◆ Set task
Can you reproduce all of the items below word for word, leaving out any pictures?

========================

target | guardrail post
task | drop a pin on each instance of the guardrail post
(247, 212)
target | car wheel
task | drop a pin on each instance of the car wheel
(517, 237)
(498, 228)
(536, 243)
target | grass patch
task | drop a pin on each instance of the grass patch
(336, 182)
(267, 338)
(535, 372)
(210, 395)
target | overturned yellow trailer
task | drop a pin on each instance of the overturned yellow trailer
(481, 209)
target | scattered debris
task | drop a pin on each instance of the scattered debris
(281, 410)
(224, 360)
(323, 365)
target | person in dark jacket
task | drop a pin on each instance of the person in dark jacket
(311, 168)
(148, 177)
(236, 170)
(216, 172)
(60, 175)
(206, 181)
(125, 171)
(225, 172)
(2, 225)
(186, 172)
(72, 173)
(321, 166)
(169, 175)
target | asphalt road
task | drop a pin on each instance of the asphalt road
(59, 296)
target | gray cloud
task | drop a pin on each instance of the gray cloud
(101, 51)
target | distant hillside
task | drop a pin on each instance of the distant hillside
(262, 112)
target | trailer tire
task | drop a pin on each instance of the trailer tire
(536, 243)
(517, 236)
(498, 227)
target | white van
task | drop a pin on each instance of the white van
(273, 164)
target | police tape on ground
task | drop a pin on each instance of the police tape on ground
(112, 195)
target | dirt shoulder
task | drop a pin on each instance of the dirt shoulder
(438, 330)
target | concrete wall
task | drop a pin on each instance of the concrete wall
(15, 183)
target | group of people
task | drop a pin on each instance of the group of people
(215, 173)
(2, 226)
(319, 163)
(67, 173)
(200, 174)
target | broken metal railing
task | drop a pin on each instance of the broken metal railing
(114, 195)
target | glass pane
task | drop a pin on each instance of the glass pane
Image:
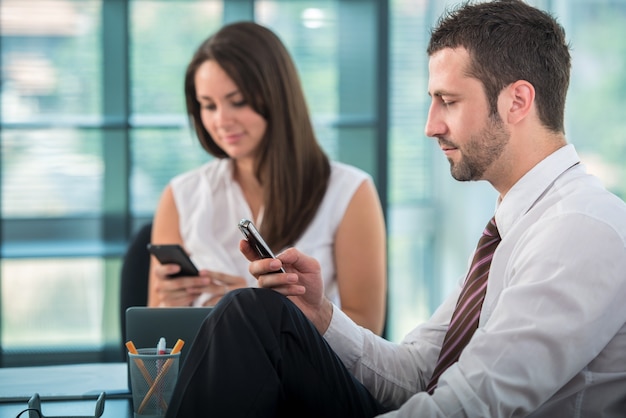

========================

◆ Task answer
target | guardrail post
task | drop a pin on each instance of the guardrail post
(247, 212)
target | car wheel
task | drop a pin on each instance of the car wheel
(517, 237)
(498, 228)
(536, 243)
target | grass patch
task | drop a pin on each instance of the grass patch
(336, 182)
(267, 338)
(535, 372)
(210, 395)
target | overturned yellow trailer
task | drop a pin on each instance of the overturned yellow trailer
(481, 209)
target | scattered debris
task | drop a pin on each instance of the scattered debris
(281, 410)
(224, 360)
(323, 365)
target | person in dark jacket
task | drop a pin on each instance of the person in dark jacket
(311, 168)
(148, 177)
(236, 170)
(216, 172)
(60, 175)
(206, 181)
(125, 171)
(225, 172)
(2, 225)
(186, 172)
(72, 173)
(321, 166)
(169, 175)
target | asphalt road
task | drop a pin on each instance of the asphalt road
(59, 296)
target | gray cloud
task | drop a pin on each instance of the gray cloud
(101, 51)
target | distant hillside
task | drop a pin on each instance of the distant hillside
(262, 112)
target | trailer tire
task | drop a pin on each instance of the trailer tire
(536, 243)
(517, 236)
(498, 227)
target | white van
task | drop a pin on each instance of the white van
(273, 164)
target | police tape on ground
task | drop a pin on each instance of the police tape on ground
(112, 195)
target | dirt shoulder
task | drop a pin on each instance of the dirt shoulder
(438, 330)
target | concrete wall
task | drop a pin on each instance of the concrete wall
(15, 183)
target | group of people
task | drop a pin on each instance of the group of people
(215, 173)
(2, 226)
(319, 163)
(67, 173)
(200, 174)
target | broken metal railing
task | drop a pin on each instance of the broken metal railing
(114, 195)
target | glass pane
task | drop a pin on each instance of the glass pane
Image:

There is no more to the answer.